- [Given request 1] In the records, rename "DETECTION_RESULT" to "MATCHES" in the lines starting at "OBJECT_QUERY: white neckerchief" and ending at "top-left (186, 186), bottom-right (246, 300)". Return only those lines, with nothing else changed.

- [Text passage]

'''

# Permanency and greater magic fang



## Sektat (Nov 27, 2007)

Is this correct:

A half-dragon which wants to have greater magic fang *permanently* cast on himself would have to pay: 
for +3: 7500 gold (for the XP) + 1080 gold (3x12x30) = 8580 gold
for +4: 7500 gold (for the XP) + 1440 gold (3x16x30) = 8940 gold

What disturbes me is the small difference between +3 and +4. Do I forget something?


----------



## Nifft (Nov 27, 2007)

IMHO the pricing should be along these lines: http://www.d20srd.org/srd/magicItems/wondrousItems.htm#amuletofMightyFists

But double the price if it's slotless. 

Cheers, -- N


----------



## Hypersmurf (Nov 27, 2007)

Is the x3 because he wants two claws and one bite?

The cost for a single +3 Greater Magic Fang is 12x30 = 360.  The cost for a single +4 Greater Magic Fang is 16x30 = 480.

The cost for a single Permanency on a single Greater Magic Fang is 11x50 = 550, plus 7500, for a total of 8050... assuming you want to go for the minimum caster level.  Remember, the lower the caster level, the easier it is to dispel, so while your CL16 GMF might withstand dispels well, it's no good if the CL11 Permanency gets zapped.  You'd be well-advised to find as high-level a caster as possible to cast your Permanencies.

So if you want GMF on two claws and one bite, you're looking at a minimum of 25230 for +3, or 26590 for +4, and more if you boost the CL on the Permanencies.

Of course, under 'Spellcasting Services', it notes that "If the additional costs put the spell’s total cost above 3,000 gp, that spell is not generally available."  So you may have trouble finding someone to cast Permanency for hire.

-Hyp.


----------



## Sektat (Nov 27, 2007)

> Is the x3 because he wants two claws and one bite?

No, it's from the spell level of "greater magic fang". I mean, somebody must actually cast the spell on the half-dragon, and so I took the cost from the list "spell services". There it says that it costs spell_level x caster_level x 30 gold for a 3. level spell. So for a minimum of +1 only on bite and both claws it would give spell_level (3) x caster_level (5) x 30 gold = 450 gold.

I forgot the cost for the spell to cast permanency: spell_level (5) x caster_level (11 minimum rule!) x 50 gold (for 5. level spells) = 2750

This in addition to the 7500 gold for the XPs. Giving a total of 10700 gold. Correct?

> The cost for a single Permanency on a single Greater Magic
> Fang is 11x50 = 550, plus 7500, for a total of 8050...

'''

- [Given request 2] Copy word for word the part of the thread on Permanency and greater magic fang starting at "IMHO the pricing" and ending at "Hypersmurf (Nov 27, 2007)".

- [Exercise inputs]

'''

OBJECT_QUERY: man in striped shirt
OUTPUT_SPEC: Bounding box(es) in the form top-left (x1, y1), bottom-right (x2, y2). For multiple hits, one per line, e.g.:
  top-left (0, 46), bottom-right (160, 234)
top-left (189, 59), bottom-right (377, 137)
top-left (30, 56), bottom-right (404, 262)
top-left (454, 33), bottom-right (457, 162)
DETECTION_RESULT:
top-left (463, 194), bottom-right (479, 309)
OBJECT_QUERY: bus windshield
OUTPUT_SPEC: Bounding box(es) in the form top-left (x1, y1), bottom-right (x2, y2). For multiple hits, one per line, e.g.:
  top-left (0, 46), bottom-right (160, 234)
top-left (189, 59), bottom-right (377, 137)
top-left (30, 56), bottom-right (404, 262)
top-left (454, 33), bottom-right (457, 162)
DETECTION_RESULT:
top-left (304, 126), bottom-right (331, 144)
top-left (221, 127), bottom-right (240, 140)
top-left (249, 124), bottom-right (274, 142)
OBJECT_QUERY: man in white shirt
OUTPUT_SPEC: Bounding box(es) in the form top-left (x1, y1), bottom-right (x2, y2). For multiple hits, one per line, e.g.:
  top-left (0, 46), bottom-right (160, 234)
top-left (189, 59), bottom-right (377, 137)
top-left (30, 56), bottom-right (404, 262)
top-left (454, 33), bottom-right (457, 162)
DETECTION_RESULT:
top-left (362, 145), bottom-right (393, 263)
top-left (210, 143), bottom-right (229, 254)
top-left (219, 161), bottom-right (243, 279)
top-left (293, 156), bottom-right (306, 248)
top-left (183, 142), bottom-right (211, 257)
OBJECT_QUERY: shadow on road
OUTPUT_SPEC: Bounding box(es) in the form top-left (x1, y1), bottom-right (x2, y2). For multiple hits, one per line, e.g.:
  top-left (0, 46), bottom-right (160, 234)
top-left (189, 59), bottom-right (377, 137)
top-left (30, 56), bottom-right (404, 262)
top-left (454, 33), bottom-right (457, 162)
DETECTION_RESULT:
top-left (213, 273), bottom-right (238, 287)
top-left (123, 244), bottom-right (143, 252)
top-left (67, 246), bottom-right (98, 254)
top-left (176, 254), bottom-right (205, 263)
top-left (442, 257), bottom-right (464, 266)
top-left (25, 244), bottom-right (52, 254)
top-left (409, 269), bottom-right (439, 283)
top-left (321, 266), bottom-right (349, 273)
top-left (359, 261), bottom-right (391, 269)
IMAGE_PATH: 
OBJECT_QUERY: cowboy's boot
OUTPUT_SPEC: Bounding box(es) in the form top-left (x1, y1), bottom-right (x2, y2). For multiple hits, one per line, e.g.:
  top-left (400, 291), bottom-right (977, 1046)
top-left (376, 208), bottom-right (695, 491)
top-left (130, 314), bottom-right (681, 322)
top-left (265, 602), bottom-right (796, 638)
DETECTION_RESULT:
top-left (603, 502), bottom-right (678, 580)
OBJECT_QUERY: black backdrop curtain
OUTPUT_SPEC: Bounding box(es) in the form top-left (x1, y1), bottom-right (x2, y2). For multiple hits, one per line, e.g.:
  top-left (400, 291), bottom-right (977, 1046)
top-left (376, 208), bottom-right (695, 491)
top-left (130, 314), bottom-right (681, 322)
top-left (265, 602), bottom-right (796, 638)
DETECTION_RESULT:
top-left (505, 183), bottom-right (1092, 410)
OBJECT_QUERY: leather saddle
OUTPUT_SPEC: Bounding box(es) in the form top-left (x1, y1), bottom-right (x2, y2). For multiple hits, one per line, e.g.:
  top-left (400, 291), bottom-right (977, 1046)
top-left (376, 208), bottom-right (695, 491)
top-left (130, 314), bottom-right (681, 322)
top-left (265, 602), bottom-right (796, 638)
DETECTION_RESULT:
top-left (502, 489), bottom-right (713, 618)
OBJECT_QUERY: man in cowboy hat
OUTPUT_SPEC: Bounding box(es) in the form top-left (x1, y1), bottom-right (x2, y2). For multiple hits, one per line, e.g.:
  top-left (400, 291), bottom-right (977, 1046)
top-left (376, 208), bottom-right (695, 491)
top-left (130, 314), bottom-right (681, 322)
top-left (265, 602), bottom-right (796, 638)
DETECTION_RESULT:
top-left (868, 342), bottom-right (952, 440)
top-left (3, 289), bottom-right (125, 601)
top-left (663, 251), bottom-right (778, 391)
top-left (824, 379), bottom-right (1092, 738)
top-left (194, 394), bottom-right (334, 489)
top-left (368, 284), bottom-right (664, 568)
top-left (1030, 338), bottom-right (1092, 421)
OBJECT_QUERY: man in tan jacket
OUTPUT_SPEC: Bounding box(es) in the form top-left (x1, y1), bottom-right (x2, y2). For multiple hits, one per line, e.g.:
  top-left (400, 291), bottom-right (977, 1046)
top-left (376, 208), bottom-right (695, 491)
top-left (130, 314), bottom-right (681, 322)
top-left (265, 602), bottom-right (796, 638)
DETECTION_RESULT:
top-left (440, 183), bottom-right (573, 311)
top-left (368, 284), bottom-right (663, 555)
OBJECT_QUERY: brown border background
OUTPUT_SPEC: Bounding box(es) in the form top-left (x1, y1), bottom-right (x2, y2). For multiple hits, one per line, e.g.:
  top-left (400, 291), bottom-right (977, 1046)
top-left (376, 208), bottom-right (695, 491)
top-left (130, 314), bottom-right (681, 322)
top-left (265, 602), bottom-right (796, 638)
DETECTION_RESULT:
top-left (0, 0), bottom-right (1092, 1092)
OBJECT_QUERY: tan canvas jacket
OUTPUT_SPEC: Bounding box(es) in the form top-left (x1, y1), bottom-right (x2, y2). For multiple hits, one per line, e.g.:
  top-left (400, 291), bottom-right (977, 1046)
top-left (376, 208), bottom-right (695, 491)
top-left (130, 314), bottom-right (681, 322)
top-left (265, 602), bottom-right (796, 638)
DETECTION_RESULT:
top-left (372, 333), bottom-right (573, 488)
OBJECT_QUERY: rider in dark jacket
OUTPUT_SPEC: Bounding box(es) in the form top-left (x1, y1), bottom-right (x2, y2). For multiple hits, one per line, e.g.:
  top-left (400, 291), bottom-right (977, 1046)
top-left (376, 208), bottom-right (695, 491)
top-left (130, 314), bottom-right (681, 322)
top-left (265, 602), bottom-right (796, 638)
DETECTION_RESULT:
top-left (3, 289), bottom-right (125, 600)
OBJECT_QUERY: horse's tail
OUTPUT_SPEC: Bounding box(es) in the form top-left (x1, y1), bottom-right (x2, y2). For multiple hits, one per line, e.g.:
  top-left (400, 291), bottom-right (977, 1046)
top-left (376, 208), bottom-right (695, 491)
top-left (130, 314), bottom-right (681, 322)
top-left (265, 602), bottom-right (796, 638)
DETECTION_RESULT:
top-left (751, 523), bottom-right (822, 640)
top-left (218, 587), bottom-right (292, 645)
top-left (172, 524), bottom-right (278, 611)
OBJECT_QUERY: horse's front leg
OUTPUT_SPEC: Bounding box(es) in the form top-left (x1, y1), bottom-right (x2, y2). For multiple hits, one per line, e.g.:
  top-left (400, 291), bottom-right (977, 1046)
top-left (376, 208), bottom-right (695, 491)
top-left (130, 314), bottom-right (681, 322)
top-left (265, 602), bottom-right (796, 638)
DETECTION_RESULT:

'''
'''

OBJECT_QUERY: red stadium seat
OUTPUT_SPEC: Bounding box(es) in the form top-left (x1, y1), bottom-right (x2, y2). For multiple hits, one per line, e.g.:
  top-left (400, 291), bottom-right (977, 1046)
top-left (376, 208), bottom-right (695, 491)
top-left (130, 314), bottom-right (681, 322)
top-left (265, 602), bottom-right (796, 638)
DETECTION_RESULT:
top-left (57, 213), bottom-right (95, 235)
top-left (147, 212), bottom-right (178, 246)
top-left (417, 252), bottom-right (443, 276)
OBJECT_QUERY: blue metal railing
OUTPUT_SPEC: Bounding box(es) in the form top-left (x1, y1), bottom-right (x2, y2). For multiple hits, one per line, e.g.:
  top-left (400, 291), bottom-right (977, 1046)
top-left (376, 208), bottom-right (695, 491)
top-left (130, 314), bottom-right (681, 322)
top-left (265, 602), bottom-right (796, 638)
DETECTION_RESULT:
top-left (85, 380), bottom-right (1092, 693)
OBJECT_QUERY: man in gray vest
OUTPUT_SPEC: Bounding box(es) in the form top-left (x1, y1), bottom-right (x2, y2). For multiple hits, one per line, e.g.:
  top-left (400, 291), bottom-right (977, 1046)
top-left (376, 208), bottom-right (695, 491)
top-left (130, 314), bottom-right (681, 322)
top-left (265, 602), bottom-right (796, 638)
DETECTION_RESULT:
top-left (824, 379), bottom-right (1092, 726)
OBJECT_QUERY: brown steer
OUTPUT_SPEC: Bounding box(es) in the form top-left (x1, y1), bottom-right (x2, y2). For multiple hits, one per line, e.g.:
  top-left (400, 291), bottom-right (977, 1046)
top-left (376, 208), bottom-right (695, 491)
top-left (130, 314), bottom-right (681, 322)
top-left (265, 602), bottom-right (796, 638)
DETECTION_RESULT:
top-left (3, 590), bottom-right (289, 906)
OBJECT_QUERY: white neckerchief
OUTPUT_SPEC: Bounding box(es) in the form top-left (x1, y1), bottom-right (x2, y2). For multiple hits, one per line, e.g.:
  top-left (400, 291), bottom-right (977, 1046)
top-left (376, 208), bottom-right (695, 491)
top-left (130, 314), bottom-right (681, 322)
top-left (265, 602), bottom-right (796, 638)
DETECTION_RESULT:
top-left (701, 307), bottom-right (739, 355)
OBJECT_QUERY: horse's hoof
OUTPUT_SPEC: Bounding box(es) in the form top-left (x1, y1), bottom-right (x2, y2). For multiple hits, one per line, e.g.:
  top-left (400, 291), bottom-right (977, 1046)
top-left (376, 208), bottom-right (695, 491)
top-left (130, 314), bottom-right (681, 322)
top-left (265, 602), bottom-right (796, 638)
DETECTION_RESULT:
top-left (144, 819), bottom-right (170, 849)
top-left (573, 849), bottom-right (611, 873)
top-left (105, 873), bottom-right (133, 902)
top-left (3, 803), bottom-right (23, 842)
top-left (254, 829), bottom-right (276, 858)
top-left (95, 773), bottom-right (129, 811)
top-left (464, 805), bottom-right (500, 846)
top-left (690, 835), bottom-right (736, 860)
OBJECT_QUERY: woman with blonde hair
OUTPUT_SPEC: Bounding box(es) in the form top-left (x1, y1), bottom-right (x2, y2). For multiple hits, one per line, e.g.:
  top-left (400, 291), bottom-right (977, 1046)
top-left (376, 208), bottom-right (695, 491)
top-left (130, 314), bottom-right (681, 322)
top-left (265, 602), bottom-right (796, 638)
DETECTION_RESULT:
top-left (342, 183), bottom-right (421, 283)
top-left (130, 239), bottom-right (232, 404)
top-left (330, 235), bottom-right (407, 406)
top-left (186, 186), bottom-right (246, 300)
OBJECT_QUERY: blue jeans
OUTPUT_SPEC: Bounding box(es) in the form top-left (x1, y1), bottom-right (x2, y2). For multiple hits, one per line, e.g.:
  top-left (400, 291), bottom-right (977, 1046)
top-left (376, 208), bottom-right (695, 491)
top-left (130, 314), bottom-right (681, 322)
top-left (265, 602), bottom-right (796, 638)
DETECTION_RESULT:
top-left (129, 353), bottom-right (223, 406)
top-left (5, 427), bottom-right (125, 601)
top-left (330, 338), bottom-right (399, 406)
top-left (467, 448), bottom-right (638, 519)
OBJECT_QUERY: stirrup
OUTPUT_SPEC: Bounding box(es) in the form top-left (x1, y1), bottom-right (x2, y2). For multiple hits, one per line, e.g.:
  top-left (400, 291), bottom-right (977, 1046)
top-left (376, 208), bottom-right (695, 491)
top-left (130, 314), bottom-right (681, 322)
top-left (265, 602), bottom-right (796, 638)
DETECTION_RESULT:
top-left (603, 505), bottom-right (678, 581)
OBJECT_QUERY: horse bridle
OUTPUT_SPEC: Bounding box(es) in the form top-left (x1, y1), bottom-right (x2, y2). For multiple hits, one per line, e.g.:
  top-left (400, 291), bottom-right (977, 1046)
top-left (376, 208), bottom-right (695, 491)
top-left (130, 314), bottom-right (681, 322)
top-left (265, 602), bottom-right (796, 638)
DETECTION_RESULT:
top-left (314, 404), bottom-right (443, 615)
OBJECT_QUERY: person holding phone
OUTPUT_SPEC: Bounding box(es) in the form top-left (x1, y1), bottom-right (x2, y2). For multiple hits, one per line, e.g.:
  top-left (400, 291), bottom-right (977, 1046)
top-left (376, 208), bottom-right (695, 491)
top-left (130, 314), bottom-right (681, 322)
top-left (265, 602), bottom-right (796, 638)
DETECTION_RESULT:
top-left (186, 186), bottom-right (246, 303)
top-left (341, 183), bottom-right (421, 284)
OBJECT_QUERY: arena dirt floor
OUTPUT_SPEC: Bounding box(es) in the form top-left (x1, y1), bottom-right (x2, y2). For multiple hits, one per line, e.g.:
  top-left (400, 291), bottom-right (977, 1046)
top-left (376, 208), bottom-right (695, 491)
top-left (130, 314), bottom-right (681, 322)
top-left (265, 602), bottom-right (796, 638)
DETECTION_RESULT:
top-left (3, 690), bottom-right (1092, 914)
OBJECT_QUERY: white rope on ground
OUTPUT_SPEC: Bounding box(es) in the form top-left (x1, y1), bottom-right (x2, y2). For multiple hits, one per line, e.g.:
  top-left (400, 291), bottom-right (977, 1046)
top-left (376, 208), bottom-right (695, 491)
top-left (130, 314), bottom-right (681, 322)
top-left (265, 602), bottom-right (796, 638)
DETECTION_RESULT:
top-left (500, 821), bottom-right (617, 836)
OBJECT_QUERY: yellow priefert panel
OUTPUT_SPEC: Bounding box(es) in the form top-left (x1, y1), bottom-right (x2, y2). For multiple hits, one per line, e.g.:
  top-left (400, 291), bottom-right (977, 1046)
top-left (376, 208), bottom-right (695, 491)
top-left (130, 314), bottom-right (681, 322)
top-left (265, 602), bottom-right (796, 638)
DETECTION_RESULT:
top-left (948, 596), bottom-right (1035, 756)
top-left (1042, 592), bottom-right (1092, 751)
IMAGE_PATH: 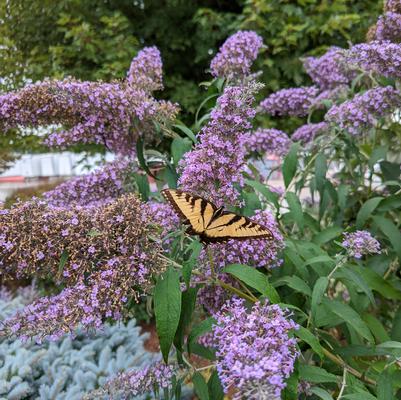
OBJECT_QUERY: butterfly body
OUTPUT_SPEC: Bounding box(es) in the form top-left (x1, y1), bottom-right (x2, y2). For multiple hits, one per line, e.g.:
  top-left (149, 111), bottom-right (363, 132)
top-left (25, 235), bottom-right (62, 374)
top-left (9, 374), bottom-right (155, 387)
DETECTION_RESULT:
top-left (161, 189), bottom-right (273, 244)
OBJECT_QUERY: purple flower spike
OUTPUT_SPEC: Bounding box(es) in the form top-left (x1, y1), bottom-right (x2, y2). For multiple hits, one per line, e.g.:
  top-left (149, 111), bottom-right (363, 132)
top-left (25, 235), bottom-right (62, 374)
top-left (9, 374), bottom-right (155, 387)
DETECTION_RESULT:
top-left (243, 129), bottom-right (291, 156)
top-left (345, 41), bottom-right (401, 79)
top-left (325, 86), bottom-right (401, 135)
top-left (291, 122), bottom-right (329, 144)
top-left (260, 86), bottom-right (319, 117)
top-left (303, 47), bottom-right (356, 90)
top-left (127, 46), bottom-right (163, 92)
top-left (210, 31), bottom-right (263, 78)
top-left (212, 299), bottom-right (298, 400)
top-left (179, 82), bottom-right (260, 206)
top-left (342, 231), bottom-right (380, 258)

'''
'''

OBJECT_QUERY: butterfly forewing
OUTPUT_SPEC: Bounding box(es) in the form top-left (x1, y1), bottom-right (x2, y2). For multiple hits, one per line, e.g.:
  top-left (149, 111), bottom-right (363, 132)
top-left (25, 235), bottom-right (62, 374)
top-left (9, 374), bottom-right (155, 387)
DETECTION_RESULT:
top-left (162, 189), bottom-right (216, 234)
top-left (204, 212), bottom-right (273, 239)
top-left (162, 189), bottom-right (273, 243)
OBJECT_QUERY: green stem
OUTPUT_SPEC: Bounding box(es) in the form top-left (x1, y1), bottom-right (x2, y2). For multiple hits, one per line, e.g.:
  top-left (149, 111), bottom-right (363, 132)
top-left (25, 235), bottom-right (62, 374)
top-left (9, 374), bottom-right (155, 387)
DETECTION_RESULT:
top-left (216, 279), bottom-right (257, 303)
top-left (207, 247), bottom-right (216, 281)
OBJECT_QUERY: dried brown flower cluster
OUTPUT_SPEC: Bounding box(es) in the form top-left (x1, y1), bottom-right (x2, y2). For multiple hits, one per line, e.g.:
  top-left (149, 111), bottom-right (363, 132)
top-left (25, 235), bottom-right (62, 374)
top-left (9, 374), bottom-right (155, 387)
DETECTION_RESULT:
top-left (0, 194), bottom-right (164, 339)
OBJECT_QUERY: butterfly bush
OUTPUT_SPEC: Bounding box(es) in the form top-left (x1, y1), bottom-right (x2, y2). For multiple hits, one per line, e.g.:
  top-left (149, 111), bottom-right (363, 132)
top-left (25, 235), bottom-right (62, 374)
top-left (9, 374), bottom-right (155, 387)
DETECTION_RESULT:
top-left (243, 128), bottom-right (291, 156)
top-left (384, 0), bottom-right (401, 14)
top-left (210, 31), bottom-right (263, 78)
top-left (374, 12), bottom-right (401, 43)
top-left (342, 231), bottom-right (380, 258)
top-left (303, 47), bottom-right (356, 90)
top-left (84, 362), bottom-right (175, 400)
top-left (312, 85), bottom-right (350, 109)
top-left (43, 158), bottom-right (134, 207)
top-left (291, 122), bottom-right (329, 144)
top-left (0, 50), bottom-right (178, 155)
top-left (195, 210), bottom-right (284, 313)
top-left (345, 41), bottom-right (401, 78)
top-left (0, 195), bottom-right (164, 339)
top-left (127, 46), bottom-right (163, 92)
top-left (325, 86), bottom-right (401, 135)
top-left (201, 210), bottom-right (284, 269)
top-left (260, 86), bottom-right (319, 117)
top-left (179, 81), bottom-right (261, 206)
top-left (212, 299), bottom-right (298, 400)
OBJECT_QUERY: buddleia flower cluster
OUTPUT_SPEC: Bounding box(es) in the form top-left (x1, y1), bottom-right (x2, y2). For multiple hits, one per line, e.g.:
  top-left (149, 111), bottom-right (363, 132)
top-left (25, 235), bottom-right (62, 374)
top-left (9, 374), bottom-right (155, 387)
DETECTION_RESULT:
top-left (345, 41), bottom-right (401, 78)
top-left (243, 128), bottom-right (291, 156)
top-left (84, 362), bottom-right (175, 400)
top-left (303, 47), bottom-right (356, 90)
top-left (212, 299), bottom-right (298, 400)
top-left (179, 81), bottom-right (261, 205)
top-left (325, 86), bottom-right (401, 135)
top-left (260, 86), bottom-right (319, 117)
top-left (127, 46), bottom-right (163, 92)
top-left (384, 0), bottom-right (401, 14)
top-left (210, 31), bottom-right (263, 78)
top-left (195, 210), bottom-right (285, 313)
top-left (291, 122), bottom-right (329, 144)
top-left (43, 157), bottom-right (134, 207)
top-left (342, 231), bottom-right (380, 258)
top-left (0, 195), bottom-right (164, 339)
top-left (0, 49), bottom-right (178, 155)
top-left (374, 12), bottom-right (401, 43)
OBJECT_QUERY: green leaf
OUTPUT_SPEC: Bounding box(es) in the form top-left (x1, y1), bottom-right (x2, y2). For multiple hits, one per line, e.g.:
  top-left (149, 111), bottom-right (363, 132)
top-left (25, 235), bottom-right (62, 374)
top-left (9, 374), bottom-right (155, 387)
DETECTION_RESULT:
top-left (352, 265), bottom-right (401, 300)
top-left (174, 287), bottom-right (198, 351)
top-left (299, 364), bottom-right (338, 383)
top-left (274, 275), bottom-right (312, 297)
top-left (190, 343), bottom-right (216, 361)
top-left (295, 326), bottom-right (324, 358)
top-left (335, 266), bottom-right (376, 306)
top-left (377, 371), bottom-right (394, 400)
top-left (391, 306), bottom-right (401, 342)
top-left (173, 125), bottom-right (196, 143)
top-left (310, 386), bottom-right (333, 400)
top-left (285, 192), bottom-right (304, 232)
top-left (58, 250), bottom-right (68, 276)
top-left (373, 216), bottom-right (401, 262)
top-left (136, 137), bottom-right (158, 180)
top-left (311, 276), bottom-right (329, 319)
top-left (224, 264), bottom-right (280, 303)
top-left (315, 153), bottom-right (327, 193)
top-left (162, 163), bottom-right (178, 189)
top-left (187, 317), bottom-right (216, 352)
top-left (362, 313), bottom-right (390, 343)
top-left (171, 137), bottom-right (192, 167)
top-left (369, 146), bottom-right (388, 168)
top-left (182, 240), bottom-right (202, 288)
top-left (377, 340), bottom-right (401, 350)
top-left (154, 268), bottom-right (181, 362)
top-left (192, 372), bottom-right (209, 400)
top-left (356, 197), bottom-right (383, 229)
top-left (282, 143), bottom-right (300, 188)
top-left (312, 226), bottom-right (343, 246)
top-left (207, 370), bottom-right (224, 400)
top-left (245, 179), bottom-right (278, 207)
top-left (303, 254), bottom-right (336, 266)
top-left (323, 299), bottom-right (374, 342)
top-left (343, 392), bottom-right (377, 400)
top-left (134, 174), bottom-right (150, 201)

'''

- [Written answer 1]
OBJECT_QUERY: white neckerchief
OUTPUT_SPEC: Bounding box(es) in the form top-left (x1, y1), bottom-right (x2, y2). For multiple hits, one per line, e.g.:
  top-left (400, 291), bottom-right (977, 1046)
top-left (376, 208), bottom-right (695, 491)
top-left (130, 314), bottom-right (681, 322)
top-left (265, 602), bottom-right (796, 638)
MATCHES:
top-left (701, 307), bottom-right (739, 355)
OBJECT_QUERY: horse's hoof
OUTPUT_SPEC: Bounding box(es) in the form top-left (x1, y1), bottom-right (x2, y2). For multiple hits, one per line, e.g.:
  top-left (400, 291), bottom-right (977, 1046)
top-left (376, 208), bottom-right (695, 491)
top-left (130, 314), bottom-right (681, 322)
top-left (265, 602), bottom-right (796, 638)
MATCHES:
top-left (144, 819), bottom-right (170, 849)
top-left (573, 849), bottom-right (611, 873)
top-left (105, 873), bottom-right (133, 902)
top-left (3, 803), bottom-right (23, 842)
top-left (254, 829), bottom-right (276, 858)
top-left (95, 773), bottom-right (129, 811)
top-left (464, 805), bottom-right (500, 846)
top-left (690, 835), bottom-right (736, 860)
OBJECT_QUERY: woman with blonde hair
OUTPUT_SPEC: Bounding box(es) in the form top-left (x1, y1), bottom-right (x2, y2). For multiple hits, one per line, e.g.:
  top-left (400, 291), bottom-right (977, 1046)
top-left (376, 208), bottom-right (695, 491)
top-left (130, 314), bottom-right (681, 322)
top-left (265, 602), bottom-right (796, 638)
MATCHES:
top-left (342, 183), bottom-right (421, 283)
top-left (130, 239), bottom-right (232, 404)
top-left (330, 235), bottom-right (407, 406)
top-left (186, 186), bottom-right (246, 300)

- [Written answer 2]
IMHO the pricing should be along these lines: http://www.d20srd.org/srd/magicItems/wondrousItems.htm#amuletofMightyFists

But double the price if it's slotless. 

Cheers, -- N


----------



## Hypersmurf (Nov 27, 2007)